Problem to work on: Rewrite the material starting at its first line and ending at the line containing "x=572, y=435", replacing "paved highway" with "asphalt road" and leaving everything else unchanged.

Provided data:

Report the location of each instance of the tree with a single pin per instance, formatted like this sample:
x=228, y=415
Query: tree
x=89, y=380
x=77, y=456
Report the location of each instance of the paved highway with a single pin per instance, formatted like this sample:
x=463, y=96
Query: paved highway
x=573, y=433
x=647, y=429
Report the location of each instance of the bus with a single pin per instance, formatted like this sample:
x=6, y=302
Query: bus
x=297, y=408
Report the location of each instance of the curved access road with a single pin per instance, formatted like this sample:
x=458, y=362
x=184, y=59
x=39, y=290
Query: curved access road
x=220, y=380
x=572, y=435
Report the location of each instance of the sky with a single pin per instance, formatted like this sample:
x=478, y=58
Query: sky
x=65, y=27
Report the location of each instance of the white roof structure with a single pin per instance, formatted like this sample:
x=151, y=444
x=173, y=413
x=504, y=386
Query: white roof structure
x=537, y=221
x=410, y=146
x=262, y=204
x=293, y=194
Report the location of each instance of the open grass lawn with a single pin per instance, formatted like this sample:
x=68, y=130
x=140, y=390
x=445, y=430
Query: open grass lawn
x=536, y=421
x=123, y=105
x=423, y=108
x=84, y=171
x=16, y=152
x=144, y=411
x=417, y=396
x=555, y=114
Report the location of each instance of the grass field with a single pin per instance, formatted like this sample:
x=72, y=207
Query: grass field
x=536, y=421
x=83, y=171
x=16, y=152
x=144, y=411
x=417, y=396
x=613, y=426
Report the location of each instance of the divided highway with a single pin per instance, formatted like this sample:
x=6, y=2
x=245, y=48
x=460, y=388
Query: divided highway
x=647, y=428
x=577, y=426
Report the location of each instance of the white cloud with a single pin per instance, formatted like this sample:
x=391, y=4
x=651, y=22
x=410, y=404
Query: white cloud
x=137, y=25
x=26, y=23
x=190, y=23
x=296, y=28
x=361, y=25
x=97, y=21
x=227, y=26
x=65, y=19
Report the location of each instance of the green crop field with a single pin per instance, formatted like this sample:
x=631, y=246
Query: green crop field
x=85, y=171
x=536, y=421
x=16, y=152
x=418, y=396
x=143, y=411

Full output:
Report the location of each instance of the tree with a single pin per instance, formatted like this sample:
x=228, y=415
Query: tree
x=89, y=380
x=77, y=456
Report the location of each instance of the asphalt road with a single pin per instance, formatted like this sample:
x=463, y=96
Query: asphalt road
x=573, y=433
x=647, y=429
Report the location of each instance of the bus with a single pin per instance, formatted like this sample:
x=6, y=302
Query: bus
x=297, y=408
Report the location of each instance of the curved access road with a single pin per instance, formatted like this sample:
x=458, y=362
x=184, y=59
x=39, y=290
Query: curved access road
x=220, y=380
x=572, y=435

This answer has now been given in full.